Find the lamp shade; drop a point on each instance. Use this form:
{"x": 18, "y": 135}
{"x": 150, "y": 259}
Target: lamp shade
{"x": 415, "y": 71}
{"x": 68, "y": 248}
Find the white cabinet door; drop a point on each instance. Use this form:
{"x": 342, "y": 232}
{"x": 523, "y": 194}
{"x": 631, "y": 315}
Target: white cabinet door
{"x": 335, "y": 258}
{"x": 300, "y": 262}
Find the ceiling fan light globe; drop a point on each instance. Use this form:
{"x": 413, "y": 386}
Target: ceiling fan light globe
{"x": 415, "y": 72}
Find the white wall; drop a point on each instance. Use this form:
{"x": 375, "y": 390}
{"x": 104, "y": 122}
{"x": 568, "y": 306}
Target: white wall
#####
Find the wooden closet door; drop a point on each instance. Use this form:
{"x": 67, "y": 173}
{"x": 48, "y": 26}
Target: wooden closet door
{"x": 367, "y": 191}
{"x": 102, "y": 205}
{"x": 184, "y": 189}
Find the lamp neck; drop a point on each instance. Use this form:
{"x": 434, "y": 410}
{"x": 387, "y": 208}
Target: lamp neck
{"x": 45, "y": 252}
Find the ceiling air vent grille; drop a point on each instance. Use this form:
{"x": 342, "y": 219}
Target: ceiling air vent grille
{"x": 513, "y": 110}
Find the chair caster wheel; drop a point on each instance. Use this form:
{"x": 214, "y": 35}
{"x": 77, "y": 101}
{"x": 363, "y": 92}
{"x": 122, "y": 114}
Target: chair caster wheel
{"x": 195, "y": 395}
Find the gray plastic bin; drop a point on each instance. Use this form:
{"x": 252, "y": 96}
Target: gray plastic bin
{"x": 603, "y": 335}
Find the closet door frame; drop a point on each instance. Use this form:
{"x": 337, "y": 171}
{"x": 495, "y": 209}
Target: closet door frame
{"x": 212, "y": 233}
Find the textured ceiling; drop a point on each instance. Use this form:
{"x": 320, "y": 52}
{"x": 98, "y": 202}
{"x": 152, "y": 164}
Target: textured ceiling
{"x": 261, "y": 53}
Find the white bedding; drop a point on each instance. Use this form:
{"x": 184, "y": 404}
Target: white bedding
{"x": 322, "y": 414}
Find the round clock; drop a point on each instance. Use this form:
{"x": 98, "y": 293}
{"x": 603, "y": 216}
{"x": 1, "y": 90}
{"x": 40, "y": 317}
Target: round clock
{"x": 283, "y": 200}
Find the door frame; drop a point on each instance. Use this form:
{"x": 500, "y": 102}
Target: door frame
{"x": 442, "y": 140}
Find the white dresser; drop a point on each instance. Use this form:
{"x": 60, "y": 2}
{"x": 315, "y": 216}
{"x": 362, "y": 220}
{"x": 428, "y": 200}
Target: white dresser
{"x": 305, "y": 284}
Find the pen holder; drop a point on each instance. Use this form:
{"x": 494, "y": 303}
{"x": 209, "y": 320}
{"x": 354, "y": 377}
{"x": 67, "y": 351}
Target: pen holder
#####
What the task asks: Please state how many lines in the entries above include the string "wall", and write only that number.

Task output: 2